---------- Source extract

Or, in the most likely scenario given the crippling weakness of the Democratic Party in the state, 2 Republicans battling it out. And it’s at every level there’s a political office.

Note a specific part of the measure – it bans the candidate’s party affiliation from appearing on the ballot. As if it’s something they need to run from or be ashamed of. Personally, I think it’s an awful idea, and it seems like Weiland is plotting revenge against the Democrats for abandoning him in his ill-fated run for office, because that’s who it’s going to hurt the most.

But if I were Weiland in the last election, I’d want to hide being a Democrat as well.

What do you think? How do you think this measure would affect state elections?

19 thoughts on “Weiland preparing to file measure to create jungle primaries in South Dakota, and seeks to hide party affiliation on the ballot.”

  1. Just Rick trying to figure out how to win an election, something that has eluded him so far.

  2. I see how this serves his partisan agenda, but how does it improve participation and public policy. Diluting ideology to nothing, doesn’t make better policy – it’s kind of a karma chant for the disaffected

    1. if this wasn’t calculated to help democrats, weiland wouldn’t waste time on it. a lack of party designation on the ballot would help a number of democrats at the polls, and having their party affiliation suppressed as in a city or school race would absolutely help them with district and statewide voters. no doubt about it. there are a number of city officeholders in the state who would see their term end if they were on a city ballot that labeled candidates by “R” and “D” designations.

  3. “karma chant”? The rainbow family lives in Codington? Nice touch, Mr, Schoenbeck.

  4. The branding indicates financial support. If you run for the U.S. congress and the national party doesn’t support you, why should you want to carry the brand?

  5. Ok. We have always know Weiland is a narcissist, deceptive and conniving, has little man syndrome, power-hungry and can’t stand being insignificant but now we know he is stupid.

    This would get slaughtered on the ballot. 85% of voters are affiliated with one of the two parties. He is basically saying their self-identification is somehow a bad thing and must be hidden.

    1. Troy Jones labeling someone a narcissist. Now that is funny! And a little bit ironic.

  6. Sore loser they name is Rick. This why you don’t sell in SD. Quit proving you are smarter than us all, take back you 700K DC job and go away.

  7. I think that this raises and interesting issue. In this country, should we base our vote on the party label or on the person’s position on policy issues. In parliamentarian based governments the party is the key to the voting process, but in the United States, the individual candidate should be the main focus.

    1. unfortunately, power is expressed and applied at the party level, with power in the hands of the party that beats the opposing parties at the polls. the democrats have gamed out how to win nationally over and over, and south dakota is so unconnected to the federal teat that it doesn’t work here. so HERE the party names should be suppressed so everyone can advocate electable values on the stump, but then follow the party line they worked to hide once they’re elected. a lot of people in here blather about how some self-identified republicans are actually democrats already; this would make it all ten times more confusing.

--------------------
---------- Stored data

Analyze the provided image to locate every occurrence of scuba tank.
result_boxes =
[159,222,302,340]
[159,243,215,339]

--------------------

- **Objectives**
(A) In the jungle primary post, what does the measure ban from appearing on the ballot?
(B) Write the next part of the jungle primary post, picking up after its final comment.

- **Answers per task**
(A) The candidate's party affiliation.

(B)
  8. Rick Weiland again trying to gain some relevance where his ideas and ideology give him none. As has been noted, by hiding that you are a Democrat-generally less of an indicator that you are a socialist radical here than in other states-you are effectively saying that you can’t win if your general ideas about how government should work are known. If your ideas are terrible, why not take a good, hard look at them and maybe see why socialism doesn’t sell so well in South Dakota. If you cannot do that, perhaps a move to the east or west coast is in order?

  9. I can see the logic of it in a heavily partisan state like ours, especially on “off years” in districts like the one Phil Jensen is in where he beat his GOP opponent in the primary by a handful of votes, many of which are suspect “RV” style votes. I know a lot of R’s in that district who really wanted him out of there.

    The upshot, on low turnout years especially when there is no Democrat to run against in the general is that the district ends up with representation from a guy the majority in the district don’t want and most of the time don’t agree with, but too bad, because our current process allows them to get elected IN THE PRIMARY by what amounts to a tiny fraction of the total registered voters in the district.

    1. Troy, I think if you’ll just take your “I hate Rick” hat off for a minute and think it through rationally, you’ll see more sense in the idea.

  10. …come to think of it, SD “Dems” could accomplish something similar by themselves by simply re-registering as “Rs” and running in the primary. Some with Dem voters. Who knows? Maybe that’s already happening. If you can’t beat ’em, join ’em. Just move voting day to June and forget about November. 😉

  11. Bill,

    Considering the Democrat candidates aren’t even getting their registration % in the general against even the most conservative legislative candidates, it appears there are more people registered as Democrat who think like Republicans. Maybe they stay Democrat out of sympathy and nobody knows they don’t vote with you.

    There is something about your comment to just have an election in June and cancel the November election that is ironically prescient. Democrats are losing registration numbers so fast because of the inaneness of stuff like Wieland’s new idea and his Proustian campaign, if the current trend continues, the November election will be truly mute.

    As one who wants a strong two-party system both nationally and in the state, it is ludicrous to think it is helped by destroying the two parties. Crazy with a capital C.

    Without reservation, I hope Wieland pursues this with everything he has if it will have the effect of sending him a message that will penetrate his massive deluded ego.

    1. Looks like we might be saying the same thing different ways, Troy. Let me check by rewording my thought. There comes a point where party registration becomes more about “game theory” than political ideology. When that happens, the quality of the candidate doesn’t make any difference, only the party they belong to. This has already happened in South Dakota, and it has been systematically facilitated by your party, not mine, my friend. If you want to change it you can of course, but don’t blame the effect on Rick. That’s just scapegoating. 🙂

  12. if the clear party i.d. helps you, as it helps republicans in this state, then there’s value in truthfully outlining the differences you have with the minority party, the democrats. you’d want that i.d. to be loud and clear, and republicans have in the past wanted that partisan labeling to be present in city and school races too, as it is in the county and state office races. IF however party i.d. hurts you, as many centrist and well-meaning registered democrats have found out in this state, then you’d want to equivocate, blur the differences between the parties because the difference does in fact hurt you; ultimately you want weiland’s system of expanding the non-partisan approach to city/school elections to all other parts of the state. so, to conclude, NO.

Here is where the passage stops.